Detection annotation records:
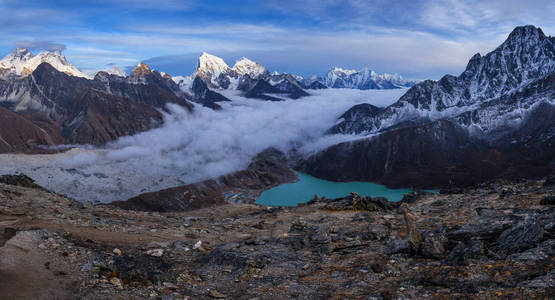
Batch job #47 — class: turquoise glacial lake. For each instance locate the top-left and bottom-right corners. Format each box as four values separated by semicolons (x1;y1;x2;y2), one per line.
255;173;412;206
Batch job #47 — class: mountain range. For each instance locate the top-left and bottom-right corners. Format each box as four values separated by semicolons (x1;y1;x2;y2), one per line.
299;26;555;187
0;26;555;192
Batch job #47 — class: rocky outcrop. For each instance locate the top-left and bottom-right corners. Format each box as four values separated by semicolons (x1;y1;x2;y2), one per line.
111;149;297;212
298;115;554;187
191;77;231;109
0;173;555;299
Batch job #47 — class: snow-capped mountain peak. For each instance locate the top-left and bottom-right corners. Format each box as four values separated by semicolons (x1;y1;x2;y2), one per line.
329;67;357;75
0;48;34;75
324;67;415;90
103;65;127;77
0;48;88;77
232;57;268;78
197;52;231;78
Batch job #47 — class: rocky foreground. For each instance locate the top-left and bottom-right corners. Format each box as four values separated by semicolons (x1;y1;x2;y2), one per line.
0;178;555;299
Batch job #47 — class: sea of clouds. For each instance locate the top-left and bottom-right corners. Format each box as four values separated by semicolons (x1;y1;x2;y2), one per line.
0;89;406;202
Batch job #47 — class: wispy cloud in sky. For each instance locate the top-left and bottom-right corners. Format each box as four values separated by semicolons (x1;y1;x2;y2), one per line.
0;0;555;79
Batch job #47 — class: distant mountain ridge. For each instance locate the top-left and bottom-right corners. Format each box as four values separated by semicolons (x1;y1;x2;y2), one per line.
299;25;555;187
0;48;89;78
0;62;193;152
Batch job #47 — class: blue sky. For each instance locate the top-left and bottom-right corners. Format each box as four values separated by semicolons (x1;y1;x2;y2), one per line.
0;0;555;79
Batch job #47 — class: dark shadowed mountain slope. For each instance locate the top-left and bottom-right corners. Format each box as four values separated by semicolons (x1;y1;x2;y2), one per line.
300;26;555;187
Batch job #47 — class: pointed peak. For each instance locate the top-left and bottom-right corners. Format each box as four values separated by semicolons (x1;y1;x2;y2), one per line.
330;67;357;75
507;25;545;41
131;62;151;75
197;52;230;78
235;56;257;65
13;48;32;54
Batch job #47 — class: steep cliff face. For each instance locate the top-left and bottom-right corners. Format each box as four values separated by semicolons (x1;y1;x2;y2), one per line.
300;26;555;187
0;63;192;152
330;26;555;134
298;110;555;188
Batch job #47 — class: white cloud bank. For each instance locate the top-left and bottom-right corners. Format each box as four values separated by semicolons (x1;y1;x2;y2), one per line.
0;89;406;202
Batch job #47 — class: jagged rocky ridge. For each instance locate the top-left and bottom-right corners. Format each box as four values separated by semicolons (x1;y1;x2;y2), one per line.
299;26;555;187
0;63;192;152
173;53;415;104
0;176;555;299
320;68;416;90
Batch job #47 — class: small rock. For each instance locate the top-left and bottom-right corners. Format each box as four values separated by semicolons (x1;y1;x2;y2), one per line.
420;232;447;259
110;277;123;290
146;249;164;257
162;282;177;291
540;195;555;205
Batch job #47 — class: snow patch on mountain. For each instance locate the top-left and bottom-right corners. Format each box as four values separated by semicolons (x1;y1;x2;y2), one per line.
0;89;404;202
323;67;415;90
232;57;268;79
0;48;90;78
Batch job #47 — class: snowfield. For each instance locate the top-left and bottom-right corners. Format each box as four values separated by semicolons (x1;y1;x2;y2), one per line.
0;89;406;202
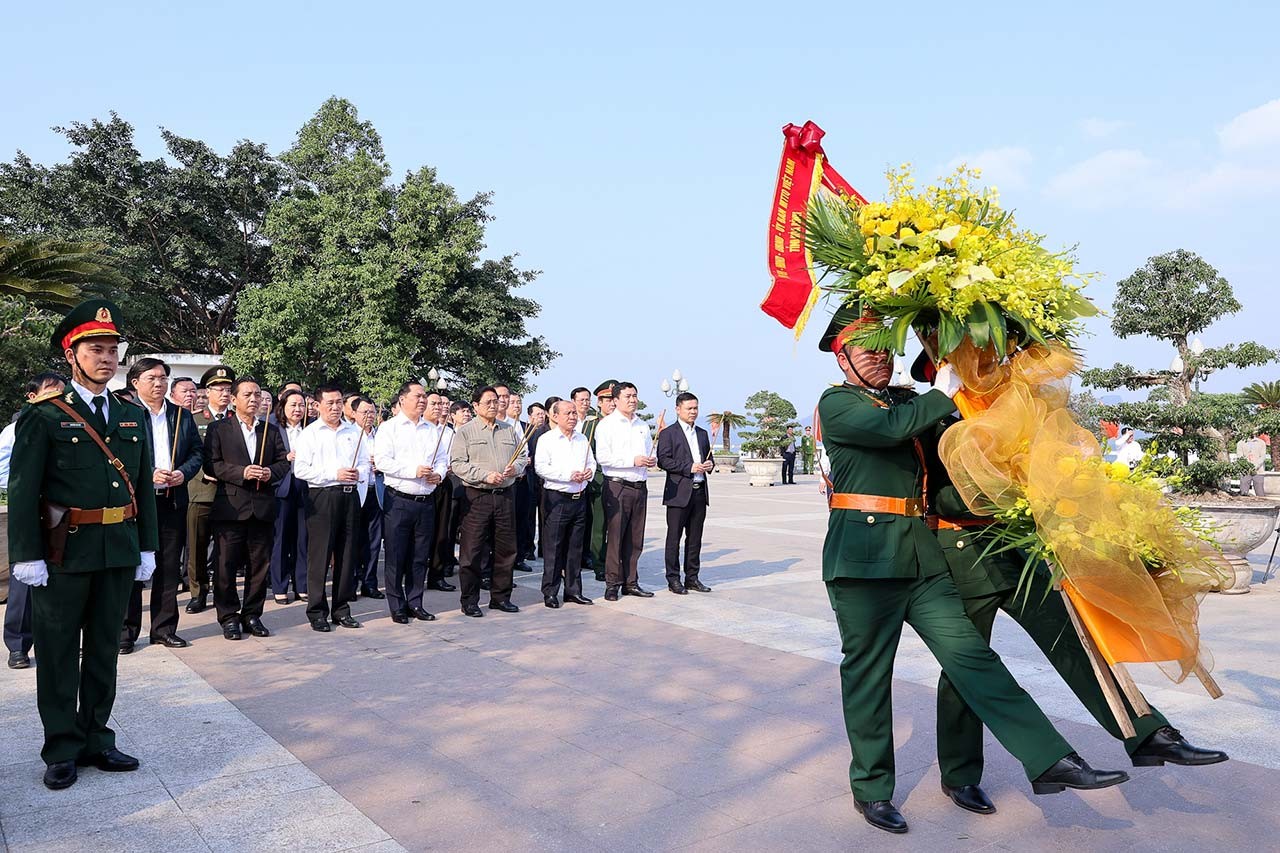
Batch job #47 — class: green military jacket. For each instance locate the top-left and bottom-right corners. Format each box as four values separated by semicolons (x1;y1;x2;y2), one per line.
818;384;955;580
923;416;1023;598
9;387;156;574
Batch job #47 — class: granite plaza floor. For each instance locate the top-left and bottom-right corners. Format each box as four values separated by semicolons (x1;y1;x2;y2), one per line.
0;474;1280;853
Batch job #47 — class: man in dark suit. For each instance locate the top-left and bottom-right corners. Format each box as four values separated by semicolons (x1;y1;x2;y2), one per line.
658;391;716;596
120;356;205;654
205;377;289;640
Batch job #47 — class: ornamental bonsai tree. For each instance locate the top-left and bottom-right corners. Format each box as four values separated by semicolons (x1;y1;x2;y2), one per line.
739;391;800;459
1082;248;1280;494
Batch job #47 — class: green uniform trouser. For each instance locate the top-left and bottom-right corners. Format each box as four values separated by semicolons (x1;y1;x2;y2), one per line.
938;574;1169;788
827;573;1071;802
31;567;136;765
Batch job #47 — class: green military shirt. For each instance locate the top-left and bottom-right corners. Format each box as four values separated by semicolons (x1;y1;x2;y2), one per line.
9;387;156;574
818;384;955;580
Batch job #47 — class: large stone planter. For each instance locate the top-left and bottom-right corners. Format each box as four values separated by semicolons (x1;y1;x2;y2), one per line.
742;459;782;485
1192;503;1280;596
712;452;741;474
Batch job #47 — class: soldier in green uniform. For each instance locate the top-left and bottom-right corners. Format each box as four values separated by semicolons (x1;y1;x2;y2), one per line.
818;306;1128;833
582;379;618;581
9;300;156;789
911;357;1228;815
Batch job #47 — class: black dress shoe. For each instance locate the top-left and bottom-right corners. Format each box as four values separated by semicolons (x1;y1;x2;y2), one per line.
1032;752;1129;794
45;761;78;790
151;634;191;648
854;797;906;835
76;747;138;774
942;783;996;815
244;616;271;637
1130;726;1228;767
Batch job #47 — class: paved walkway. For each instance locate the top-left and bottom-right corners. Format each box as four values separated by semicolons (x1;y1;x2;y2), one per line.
0;475;1280;852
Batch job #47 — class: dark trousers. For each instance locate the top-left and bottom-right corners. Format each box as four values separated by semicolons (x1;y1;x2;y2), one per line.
938;573;1169;788
4;578;31;654
31;566;137;765
271;479;307;596
666;487;707;584
120;496;187;643
458;487;516;607
604;478;649;587
383;489;435;613
187;501;218;598
214;519;275;625
543;489;588;598
307;485;367;621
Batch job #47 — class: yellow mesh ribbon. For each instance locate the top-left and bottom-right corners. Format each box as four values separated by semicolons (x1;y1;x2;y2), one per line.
938;339;1225;681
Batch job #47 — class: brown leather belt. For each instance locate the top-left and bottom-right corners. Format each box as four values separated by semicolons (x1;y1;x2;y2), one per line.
924;515;996;530
828;492;924;517
67;505;137;528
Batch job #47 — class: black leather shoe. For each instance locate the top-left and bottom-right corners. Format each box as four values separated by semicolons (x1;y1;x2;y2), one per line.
45;761;78;790
942;784;996;815
1032;752;1129;794
1130;726;1228;767
244;616;271;637
854;797;906;835
76;747;138;774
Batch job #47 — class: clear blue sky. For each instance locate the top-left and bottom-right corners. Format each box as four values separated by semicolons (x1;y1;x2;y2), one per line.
0;1;1280;425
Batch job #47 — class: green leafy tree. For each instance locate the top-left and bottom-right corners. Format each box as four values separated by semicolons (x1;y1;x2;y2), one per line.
0;113;282;352
224;97;558;398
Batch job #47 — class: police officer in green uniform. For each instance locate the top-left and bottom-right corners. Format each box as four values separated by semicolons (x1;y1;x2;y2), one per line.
911;356;1228;815
818;306;1128;833
9;300;156;789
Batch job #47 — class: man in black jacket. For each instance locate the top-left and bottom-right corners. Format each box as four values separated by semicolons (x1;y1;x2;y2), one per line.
658;391;716;596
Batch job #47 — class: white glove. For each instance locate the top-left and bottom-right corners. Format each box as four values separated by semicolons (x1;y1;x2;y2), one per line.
133;551;156;581
933;364;964;397
13;560;49;587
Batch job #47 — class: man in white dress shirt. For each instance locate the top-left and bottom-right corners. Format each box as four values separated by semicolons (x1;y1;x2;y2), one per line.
534;400;595;610
375;382;449;625
595;382;658;601
293;384;370;633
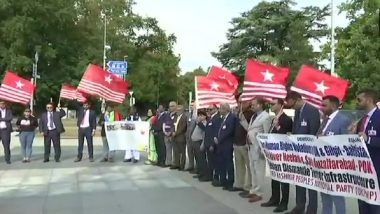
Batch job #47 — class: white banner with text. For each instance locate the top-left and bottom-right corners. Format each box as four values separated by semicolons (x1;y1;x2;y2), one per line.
105;121;150;151
257;134;380;204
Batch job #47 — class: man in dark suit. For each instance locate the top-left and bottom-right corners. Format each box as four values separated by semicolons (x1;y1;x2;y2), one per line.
261;99;293;213
39;103;66;163
186;102;198;172
0;101;13;164
356;89;380;214
318;96;351;214
75;101;96;162
170;105;187;171
285;91;321;214
214;103;236;190
198;106;223;184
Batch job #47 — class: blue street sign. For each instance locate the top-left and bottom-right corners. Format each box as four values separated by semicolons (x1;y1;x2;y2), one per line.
107;61;128;74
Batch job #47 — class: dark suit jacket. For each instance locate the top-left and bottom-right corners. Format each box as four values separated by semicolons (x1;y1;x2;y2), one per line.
201;113;223;148
0;108;13;132
292;103;321;135
174;113;187;143
323;112;351;135
186;111;197;143
271;113;293;134
77;107;96;130
39;109;66;135
356;109;380;183
218;112;236;148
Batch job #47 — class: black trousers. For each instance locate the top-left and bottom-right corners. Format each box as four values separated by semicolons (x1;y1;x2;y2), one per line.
206;146;217;180
295;186;318;214
216;145;235;187
192;141;207;177
173;139;186;169
154;132;166;165
0;129;11;162
44;129;61;161
78;127;94;159
270;179;289;206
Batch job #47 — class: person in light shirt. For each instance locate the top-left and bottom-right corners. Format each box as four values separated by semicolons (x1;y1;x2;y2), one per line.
74;101;96;162
0;101;13;164
16;108;38;163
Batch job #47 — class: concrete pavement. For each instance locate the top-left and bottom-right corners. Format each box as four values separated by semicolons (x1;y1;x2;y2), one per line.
0;137;357;214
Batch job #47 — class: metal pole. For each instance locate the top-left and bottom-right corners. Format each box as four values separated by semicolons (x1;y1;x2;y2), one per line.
100;13;107;113
103;14;107;69
331;0;337;76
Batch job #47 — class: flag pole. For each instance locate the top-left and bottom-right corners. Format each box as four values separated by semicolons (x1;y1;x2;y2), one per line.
100;13;107;113
331;0;338;76
189;91;193;112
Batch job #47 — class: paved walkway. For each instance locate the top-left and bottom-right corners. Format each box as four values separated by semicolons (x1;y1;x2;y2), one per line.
0;138;357;214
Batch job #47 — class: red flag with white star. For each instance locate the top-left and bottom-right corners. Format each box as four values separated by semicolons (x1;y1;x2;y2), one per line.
195;76;237;109
0;71;34;105
207;66;239;90
241;59;290;101
291;65;350;107
78;64;128;103
59;84;87;103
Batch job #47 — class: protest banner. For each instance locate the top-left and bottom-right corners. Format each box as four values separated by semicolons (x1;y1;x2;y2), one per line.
105;121;150;151
257;134;380;205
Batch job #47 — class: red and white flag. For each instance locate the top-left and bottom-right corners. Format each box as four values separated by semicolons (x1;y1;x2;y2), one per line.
241;59;290;101
291;65;350;108
78;64;128;103
60;84;87;103
207;66;239;92
0;71;34;105
195;76;237;109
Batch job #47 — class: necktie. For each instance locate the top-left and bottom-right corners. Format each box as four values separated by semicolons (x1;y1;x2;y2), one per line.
359;114;368;132
317;117;330;135
269;118;276;133
49;112;54;129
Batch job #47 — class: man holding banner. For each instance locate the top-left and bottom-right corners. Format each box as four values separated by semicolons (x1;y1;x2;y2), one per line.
248;98;271;203
285;91;320;214
356;89;380;214
317;96;351;214
261;99;293;213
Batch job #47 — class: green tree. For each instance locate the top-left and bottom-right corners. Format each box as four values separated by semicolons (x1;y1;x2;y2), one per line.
0;0;179;113
213;0;328;82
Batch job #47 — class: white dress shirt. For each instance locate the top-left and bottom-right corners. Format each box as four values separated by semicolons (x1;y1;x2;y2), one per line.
0;109;7;129
80;109;90;128
322;110;339;133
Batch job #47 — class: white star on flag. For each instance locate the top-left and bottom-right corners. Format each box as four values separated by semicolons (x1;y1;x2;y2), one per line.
210;82;219;91
314;80;329;94
16;80;25;88
104;75;112;84
261;69;274;82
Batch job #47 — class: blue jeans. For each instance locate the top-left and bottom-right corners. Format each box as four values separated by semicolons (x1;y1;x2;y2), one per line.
20;131;35;159
321;193;346;214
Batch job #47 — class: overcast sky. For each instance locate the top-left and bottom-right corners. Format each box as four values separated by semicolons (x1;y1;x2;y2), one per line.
135;0;347;72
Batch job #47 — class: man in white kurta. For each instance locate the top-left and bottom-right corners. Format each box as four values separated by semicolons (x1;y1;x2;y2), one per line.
124;106;141;163
248;98;271;203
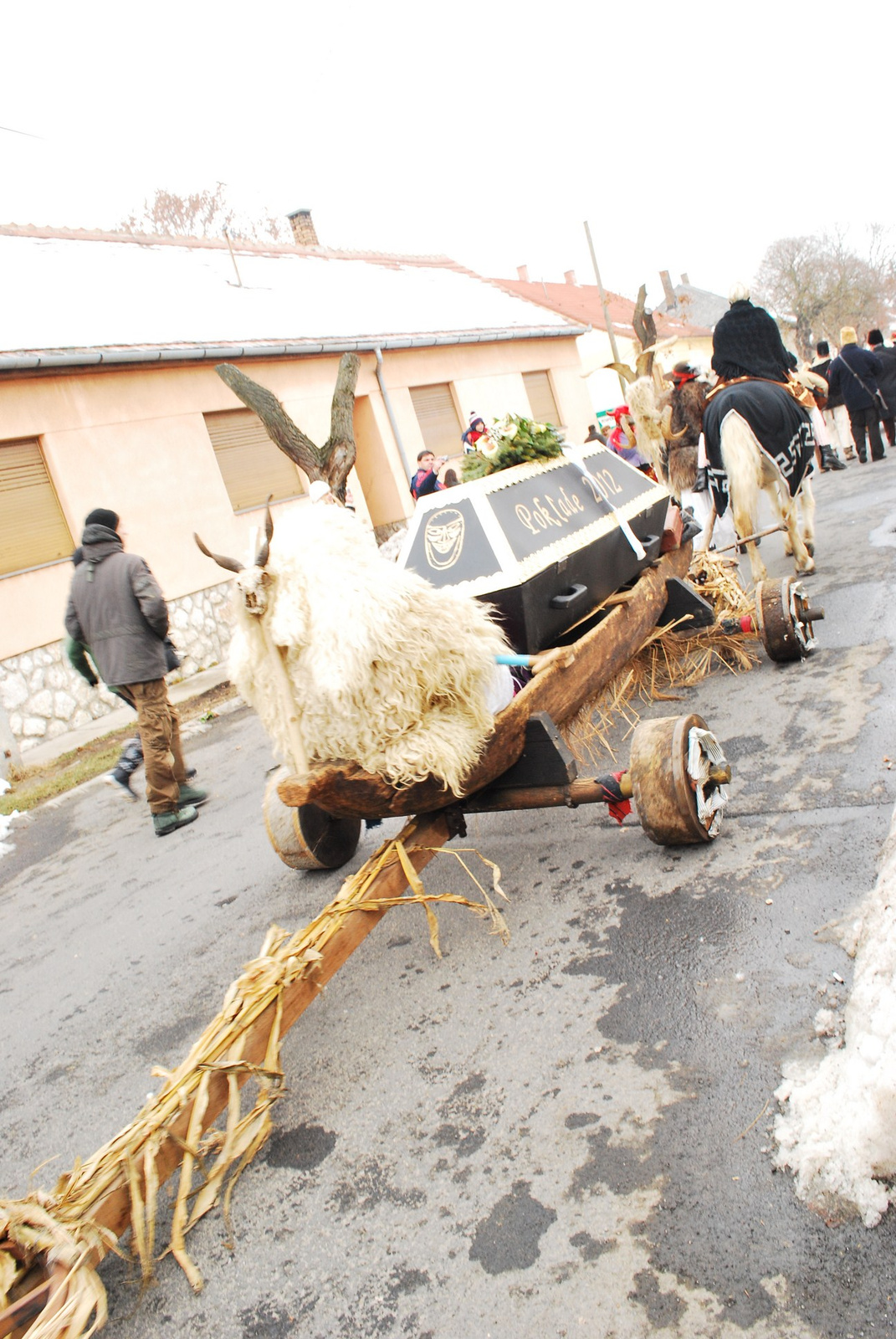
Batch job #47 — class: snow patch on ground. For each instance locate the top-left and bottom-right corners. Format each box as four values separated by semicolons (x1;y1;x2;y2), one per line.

# [AIM]
Rewrite the part of the listing that opens with the line containing "Batch job #47 — class: white star" and closes with the line containing "261;69;274;82", both lines included, with the request kept as it is. Offset every bounding-box coordinate in it by 98.

# [OUTPUT OF THE TASK]
Batch job #47 — class: white star on flag. For each instance locate the top-left and bottom-right corners. Format each box as four values separated by semicolons (x1;y1;x2;y2), one per line.
308;180;317;189
412;178;427;192
114;178;123;186
202;173;210;182
359;167;372;180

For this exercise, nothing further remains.